Prompt:
Pick out every line below that contains the string "asphalt", and copy each one unchanged.

Exercise material:
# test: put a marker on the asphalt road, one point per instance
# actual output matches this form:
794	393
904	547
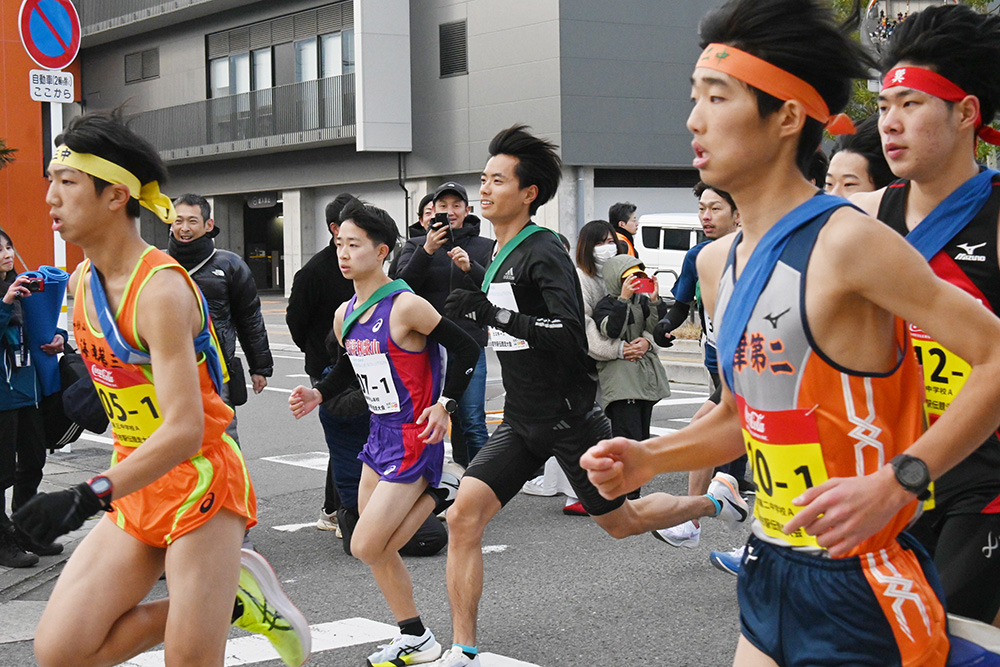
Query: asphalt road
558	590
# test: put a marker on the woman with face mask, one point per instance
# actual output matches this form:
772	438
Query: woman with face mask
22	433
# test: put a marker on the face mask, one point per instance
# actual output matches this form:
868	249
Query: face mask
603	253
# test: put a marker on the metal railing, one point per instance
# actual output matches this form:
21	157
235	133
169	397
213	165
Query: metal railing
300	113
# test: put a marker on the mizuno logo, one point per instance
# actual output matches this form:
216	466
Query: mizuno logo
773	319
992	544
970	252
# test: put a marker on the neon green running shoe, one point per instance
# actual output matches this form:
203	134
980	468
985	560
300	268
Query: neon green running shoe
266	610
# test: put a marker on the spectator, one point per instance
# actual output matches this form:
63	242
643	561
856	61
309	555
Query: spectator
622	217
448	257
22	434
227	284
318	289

==

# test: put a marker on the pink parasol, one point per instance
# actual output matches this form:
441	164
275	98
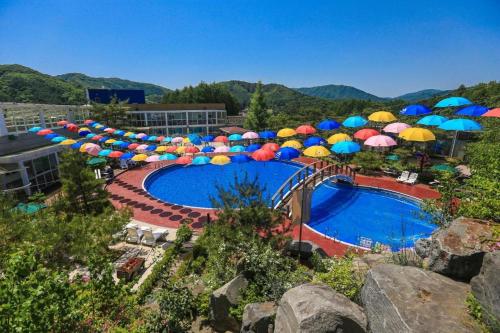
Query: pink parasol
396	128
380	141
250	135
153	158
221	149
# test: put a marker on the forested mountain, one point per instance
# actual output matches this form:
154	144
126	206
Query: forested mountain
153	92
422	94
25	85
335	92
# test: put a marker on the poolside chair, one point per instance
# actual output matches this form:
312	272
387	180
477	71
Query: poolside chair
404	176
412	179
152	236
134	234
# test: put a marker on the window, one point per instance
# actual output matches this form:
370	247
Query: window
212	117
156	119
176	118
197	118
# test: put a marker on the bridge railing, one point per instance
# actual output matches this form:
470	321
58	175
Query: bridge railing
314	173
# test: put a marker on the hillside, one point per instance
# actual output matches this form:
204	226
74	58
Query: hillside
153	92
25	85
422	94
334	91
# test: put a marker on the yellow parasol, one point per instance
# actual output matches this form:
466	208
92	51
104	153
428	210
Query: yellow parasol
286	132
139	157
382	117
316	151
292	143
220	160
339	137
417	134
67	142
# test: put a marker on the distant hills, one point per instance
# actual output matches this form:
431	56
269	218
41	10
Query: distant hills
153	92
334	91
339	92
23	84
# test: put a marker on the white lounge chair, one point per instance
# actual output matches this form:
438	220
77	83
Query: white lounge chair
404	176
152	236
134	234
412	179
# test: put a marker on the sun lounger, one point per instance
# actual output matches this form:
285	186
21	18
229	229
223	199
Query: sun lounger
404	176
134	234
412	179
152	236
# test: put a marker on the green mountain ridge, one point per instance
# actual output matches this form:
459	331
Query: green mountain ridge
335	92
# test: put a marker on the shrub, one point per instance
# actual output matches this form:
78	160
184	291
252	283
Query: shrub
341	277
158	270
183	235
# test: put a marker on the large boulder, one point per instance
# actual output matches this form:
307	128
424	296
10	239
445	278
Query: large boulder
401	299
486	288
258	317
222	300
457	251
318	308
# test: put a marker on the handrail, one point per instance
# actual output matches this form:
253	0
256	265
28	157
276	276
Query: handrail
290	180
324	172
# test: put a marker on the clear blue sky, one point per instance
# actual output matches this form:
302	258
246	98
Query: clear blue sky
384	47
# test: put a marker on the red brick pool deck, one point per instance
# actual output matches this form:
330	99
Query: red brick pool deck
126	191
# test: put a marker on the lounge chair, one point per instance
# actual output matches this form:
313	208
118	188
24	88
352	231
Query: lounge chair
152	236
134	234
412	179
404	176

Worked solution:
# test: put a marker on the asphalt road, one point per instance
Query: asphalt road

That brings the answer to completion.